PROMPT
Apart from the pictures, which must be omitted, restate the data exactly.
----- EXCERPTED DATA -----
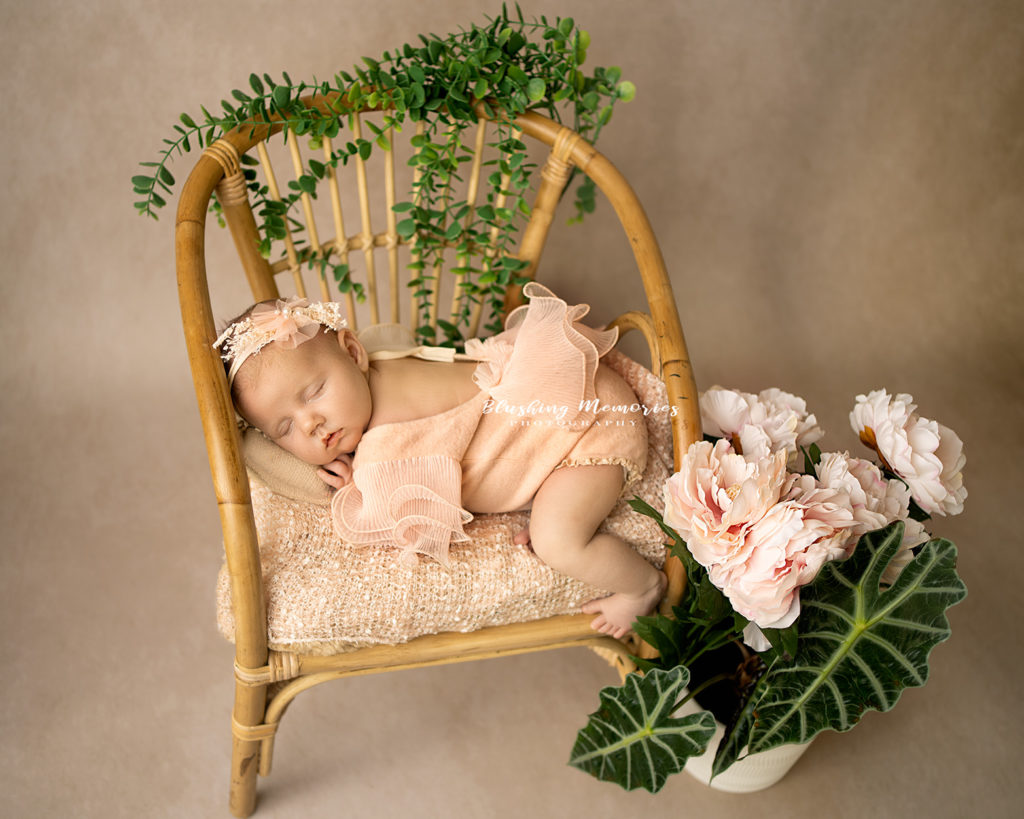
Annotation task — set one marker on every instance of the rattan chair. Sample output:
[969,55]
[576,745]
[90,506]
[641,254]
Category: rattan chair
[267,681]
-----
TASK SOLUTION
Annotation task — set one marker on every instance of the rattan chair. Sample output:
[969,55]
[576,745]
[90,506]
[641,254]
Category: rattan chair
[267,681]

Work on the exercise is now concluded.